> [The data]:
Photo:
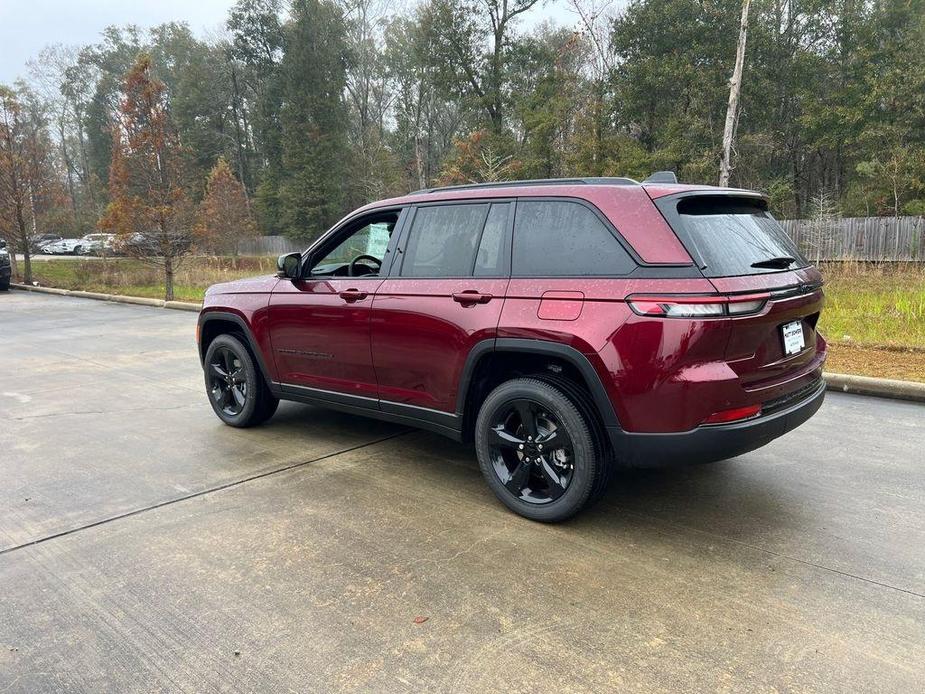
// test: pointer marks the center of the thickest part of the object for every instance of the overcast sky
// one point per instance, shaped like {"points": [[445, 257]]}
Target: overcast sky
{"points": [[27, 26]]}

--

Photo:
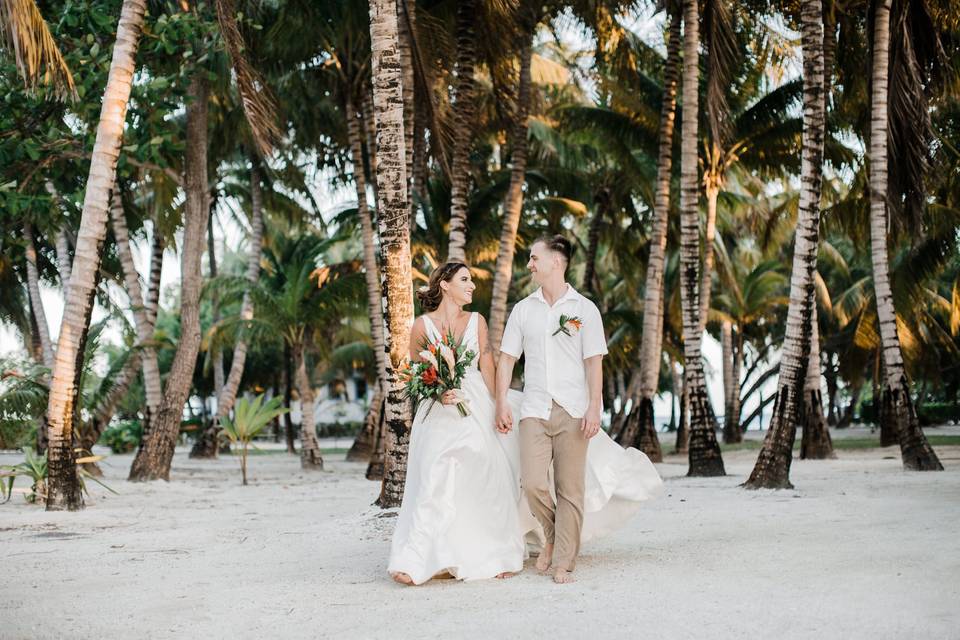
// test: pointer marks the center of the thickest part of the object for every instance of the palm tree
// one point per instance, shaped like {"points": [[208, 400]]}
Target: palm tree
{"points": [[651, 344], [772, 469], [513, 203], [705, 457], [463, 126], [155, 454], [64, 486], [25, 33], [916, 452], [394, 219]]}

> [Set problem]: Filter the material above, keeping every line that contains the string "pointer", and copy each matching line verbatim.

> [Answer to this task]:
// test: pointer marks the center of the thickest part of the object for every instance of the overcast sky
// test: pointer marks the center of the thickest part of the object for every instance of the palm tree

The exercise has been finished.